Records
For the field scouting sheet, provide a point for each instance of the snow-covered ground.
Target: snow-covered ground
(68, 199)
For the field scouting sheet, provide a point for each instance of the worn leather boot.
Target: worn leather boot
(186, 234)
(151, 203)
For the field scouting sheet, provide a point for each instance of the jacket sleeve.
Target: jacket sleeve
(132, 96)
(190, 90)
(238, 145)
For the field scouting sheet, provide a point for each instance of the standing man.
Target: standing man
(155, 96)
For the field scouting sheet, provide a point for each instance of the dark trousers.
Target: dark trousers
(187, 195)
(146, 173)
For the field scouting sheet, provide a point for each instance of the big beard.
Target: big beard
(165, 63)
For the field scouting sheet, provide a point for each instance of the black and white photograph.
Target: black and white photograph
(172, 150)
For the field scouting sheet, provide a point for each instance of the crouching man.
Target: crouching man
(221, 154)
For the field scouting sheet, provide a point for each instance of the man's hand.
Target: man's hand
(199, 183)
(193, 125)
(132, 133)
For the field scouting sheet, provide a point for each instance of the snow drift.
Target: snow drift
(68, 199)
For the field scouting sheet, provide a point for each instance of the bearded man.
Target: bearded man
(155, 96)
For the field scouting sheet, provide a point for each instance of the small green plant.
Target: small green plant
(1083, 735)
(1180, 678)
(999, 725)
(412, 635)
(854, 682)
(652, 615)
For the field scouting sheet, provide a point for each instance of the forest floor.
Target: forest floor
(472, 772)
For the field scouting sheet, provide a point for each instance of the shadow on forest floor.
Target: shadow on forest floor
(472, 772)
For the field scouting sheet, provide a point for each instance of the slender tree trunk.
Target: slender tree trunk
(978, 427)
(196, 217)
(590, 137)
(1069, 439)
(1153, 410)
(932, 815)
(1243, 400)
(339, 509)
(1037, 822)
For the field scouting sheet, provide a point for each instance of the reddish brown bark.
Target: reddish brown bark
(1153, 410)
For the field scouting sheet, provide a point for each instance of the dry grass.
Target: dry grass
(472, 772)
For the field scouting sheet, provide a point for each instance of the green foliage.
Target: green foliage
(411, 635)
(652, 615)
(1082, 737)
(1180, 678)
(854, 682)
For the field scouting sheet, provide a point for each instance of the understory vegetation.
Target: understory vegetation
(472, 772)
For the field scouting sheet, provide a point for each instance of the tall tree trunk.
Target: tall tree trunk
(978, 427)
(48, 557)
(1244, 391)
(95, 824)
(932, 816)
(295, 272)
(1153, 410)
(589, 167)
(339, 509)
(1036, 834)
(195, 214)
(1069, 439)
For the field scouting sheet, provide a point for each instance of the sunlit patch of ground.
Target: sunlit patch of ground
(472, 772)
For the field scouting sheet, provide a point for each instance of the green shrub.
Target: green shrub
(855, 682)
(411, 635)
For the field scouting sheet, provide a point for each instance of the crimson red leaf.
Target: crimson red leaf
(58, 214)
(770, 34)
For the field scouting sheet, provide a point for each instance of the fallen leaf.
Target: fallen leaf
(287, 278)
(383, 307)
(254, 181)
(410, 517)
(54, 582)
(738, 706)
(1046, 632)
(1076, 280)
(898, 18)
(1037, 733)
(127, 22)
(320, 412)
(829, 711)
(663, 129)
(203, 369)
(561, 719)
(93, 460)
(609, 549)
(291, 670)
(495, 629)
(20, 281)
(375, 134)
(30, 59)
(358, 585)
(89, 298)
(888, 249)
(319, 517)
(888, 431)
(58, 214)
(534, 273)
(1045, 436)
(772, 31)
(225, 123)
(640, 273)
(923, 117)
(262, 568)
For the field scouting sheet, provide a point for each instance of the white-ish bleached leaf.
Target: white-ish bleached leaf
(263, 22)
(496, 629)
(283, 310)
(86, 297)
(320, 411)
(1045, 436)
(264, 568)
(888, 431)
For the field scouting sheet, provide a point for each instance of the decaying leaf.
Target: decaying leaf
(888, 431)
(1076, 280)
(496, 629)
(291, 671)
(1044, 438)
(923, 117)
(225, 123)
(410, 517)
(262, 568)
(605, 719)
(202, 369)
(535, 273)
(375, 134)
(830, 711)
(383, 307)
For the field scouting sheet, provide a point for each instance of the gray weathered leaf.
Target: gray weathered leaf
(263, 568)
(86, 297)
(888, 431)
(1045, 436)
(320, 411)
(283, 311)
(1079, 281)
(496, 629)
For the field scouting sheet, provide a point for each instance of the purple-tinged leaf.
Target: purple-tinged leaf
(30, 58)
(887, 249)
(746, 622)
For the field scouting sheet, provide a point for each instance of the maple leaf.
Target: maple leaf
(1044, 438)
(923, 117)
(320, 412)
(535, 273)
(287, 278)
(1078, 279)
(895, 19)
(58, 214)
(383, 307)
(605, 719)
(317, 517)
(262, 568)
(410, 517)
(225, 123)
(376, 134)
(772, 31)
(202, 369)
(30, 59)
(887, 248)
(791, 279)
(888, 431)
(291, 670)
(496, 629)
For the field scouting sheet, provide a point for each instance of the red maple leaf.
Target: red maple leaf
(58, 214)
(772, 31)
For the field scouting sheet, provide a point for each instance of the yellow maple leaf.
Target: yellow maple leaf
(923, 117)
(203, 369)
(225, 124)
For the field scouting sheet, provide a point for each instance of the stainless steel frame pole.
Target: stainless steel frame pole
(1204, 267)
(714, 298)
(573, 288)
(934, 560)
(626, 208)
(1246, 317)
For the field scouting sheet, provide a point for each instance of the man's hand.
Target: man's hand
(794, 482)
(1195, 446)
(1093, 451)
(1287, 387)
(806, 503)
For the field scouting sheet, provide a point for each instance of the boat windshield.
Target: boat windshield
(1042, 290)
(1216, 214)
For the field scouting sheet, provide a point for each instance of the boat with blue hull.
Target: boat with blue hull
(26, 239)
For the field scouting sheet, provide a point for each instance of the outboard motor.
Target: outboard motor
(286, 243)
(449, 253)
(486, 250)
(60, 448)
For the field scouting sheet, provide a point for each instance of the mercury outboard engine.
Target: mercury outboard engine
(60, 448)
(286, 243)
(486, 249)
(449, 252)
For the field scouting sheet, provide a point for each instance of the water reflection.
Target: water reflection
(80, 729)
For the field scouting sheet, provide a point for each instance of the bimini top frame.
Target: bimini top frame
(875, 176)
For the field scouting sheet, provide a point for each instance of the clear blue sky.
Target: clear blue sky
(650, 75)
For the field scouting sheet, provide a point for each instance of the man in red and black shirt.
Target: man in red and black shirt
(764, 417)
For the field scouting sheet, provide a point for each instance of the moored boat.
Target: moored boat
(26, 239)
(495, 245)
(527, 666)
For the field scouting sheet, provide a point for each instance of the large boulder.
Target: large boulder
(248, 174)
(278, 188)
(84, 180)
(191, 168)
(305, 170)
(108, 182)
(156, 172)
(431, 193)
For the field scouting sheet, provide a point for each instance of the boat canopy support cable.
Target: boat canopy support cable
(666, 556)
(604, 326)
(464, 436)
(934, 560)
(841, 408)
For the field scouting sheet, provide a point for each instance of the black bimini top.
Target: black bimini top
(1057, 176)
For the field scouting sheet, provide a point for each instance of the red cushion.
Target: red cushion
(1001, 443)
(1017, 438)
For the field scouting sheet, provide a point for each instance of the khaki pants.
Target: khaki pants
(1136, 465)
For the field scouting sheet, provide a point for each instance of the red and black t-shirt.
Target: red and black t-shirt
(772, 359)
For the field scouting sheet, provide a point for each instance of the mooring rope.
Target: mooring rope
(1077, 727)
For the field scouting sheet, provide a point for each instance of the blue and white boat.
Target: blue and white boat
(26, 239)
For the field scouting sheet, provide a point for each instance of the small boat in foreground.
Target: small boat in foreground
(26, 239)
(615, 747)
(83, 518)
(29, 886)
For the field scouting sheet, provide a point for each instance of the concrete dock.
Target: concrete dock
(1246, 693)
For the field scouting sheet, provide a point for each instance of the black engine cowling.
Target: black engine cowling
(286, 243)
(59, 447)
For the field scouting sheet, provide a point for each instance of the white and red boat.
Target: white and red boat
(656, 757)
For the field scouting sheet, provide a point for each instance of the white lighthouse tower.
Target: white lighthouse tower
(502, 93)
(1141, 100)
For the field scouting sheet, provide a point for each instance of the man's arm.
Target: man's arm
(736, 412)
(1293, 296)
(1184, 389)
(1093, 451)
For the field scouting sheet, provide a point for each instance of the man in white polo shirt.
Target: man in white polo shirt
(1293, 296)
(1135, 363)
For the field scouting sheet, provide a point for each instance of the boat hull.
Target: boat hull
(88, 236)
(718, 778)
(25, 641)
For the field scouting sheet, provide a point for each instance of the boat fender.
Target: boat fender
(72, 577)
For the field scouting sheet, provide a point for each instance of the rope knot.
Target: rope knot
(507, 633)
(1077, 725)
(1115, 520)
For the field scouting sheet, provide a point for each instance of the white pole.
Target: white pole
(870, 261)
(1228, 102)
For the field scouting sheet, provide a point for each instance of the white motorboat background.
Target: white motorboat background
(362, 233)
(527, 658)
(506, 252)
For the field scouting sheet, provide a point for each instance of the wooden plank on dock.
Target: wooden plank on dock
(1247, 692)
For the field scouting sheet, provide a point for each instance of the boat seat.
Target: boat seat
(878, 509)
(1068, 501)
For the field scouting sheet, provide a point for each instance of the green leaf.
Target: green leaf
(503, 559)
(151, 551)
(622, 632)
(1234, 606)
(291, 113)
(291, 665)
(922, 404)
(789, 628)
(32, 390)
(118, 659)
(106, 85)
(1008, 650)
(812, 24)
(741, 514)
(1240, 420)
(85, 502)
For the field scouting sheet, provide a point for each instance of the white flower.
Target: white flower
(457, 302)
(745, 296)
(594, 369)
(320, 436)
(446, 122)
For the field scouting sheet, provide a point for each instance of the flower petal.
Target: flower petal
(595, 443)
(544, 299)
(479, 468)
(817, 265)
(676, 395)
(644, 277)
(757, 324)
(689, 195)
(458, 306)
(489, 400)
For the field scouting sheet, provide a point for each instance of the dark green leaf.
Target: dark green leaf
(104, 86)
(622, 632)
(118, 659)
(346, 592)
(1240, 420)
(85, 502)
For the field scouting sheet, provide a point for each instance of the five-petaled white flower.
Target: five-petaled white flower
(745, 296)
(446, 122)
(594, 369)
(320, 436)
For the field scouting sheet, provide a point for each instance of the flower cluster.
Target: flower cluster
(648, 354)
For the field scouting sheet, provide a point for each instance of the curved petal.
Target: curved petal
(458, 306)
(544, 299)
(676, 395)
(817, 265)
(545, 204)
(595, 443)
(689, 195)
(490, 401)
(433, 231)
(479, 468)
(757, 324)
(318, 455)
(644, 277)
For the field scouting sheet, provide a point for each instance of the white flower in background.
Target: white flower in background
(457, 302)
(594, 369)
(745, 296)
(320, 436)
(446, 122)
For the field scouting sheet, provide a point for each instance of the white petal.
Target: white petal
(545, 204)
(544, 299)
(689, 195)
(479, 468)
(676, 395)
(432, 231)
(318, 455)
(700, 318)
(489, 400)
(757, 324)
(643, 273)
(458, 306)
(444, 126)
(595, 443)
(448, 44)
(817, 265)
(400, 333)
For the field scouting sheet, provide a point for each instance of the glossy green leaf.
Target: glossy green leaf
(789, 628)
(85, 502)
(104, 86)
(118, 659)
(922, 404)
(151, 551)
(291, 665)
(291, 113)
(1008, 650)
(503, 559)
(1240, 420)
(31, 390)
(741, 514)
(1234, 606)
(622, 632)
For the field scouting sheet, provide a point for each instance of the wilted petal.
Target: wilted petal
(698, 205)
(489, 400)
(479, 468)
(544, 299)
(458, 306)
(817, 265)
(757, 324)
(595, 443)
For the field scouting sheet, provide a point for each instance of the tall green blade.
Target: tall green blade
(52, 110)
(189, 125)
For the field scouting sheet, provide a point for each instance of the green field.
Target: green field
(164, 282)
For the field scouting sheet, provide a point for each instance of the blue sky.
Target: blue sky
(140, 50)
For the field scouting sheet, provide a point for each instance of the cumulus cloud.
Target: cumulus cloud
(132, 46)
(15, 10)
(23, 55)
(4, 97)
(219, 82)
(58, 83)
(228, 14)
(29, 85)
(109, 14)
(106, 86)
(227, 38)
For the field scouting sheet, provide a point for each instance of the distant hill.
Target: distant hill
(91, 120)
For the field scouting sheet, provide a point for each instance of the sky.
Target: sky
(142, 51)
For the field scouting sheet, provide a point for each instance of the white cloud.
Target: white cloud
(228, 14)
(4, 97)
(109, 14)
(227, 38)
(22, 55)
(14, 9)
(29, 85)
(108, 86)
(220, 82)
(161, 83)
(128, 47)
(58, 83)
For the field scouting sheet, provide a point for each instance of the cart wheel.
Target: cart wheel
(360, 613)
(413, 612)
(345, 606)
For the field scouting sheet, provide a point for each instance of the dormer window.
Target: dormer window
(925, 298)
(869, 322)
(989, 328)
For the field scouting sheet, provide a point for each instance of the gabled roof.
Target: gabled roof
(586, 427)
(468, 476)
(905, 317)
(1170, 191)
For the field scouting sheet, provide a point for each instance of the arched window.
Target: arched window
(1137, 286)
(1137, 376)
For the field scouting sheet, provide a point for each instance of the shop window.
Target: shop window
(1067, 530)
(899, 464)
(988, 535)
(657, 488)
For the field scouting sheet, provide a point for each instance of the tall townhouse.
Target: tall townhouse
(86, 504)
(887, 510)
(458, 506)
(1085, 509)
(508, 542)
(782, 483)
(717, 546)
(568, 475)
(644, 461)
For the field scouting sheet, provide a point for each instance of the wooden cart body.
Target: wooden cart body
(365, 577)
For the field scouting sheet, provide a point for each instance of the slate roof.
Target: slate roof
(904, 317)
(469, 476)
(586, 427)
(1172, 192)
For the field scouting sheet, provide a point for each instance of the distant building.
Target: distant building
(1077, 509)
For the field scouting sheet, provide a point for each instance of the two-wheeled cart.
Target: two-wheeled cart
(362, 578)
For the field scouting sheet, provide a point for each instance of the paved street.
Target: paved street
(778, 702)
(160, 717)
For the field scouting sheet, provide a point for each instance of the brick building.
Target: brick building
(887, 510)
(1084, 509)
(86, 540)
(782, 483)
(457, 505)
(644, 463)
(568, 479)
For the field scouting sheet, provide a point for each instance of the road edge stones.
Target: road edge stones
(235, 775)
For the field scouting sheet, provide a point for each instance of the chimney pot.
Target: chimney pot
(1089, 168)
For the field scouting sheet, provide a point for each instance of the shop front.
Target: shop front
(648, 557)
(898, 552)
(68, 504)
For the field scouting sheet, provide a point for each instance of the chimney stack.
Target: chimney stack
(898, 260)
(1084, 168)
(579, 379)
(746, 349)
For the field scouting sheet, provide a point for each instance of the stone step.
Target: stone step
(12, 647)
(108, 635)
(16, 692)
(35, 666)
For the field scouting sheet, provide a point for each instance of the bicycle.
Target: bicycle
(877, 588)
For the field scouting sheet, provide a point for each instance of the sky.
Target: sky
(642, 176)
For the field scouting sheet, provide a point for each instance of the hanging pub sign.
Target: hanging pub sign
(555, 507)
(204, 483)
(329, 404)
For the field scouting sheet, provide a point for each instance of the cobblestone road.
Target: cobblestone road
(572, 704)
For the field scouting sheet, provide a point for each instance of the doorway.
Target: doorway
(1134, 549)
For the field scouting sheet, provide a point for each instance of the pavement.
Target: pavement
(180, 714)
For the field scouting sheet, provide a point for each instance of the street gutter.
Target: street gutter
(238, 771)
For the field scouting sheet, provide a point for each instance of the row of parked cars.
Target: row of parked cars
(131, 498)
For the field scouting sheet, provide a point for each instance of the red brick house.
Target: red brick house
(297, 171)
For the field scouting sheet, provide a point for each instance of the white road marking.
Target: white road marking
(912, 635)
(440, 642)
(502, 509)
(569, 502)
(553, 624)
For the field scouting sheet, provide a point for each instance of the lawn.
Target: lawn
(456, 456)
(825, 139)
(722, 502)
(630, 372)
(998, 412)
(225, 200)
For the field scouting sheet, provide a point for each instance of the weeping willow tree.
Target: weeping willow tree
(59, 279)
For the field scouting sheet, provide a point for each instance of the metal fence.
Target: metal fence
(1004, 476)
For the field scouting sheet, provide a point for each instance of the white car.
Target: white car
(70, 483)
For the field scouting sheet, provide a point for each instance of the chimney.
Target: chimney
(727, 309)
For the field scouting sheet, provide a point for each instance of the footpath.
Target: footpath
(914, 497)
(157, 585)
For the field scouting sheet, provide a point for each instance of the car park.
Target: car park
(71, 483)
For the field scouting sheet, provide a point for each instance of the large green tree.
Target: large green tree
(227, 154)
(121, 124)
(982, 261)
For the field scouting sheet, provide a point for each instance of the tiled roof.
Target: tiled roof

● **Work to complete**
Please copy the data again, beginning at the line that has "of parked cars." and stopping after the line that has "(1004, 476)", and swap in "iron railing" for "metal fence", with every other part left as is.

● **Task result**
For the field scouting sheet, provide a point for each instance of the row of parked cars.
Target: row of parked cars
(131, 498)
For the field scouting sheet, provide a point for each instance of the red brick house.
Target: red brick house
(297, 171)
For the field scouting sheet, provide a point for each instance of the white road marking.
Target: white road marking
(912, 635)
(440, 642)
(502, 509)
(569, 502)
(553, 624)
For the field scouting sheet, provide a point for each instance of the lawn.
Target: lawn
(456, 456)
(825, 139)
(722, 502)
(630, 372)
(998, 412)
(225, 200)
For the field scouting sheet, provide a point for each instance of the weeping willow tree.
Target: weeping willow tree
(59, 279)
For the field scouting sheet, provide a point for each instance of the iron railing.
Target: iron railing
(1004, 476)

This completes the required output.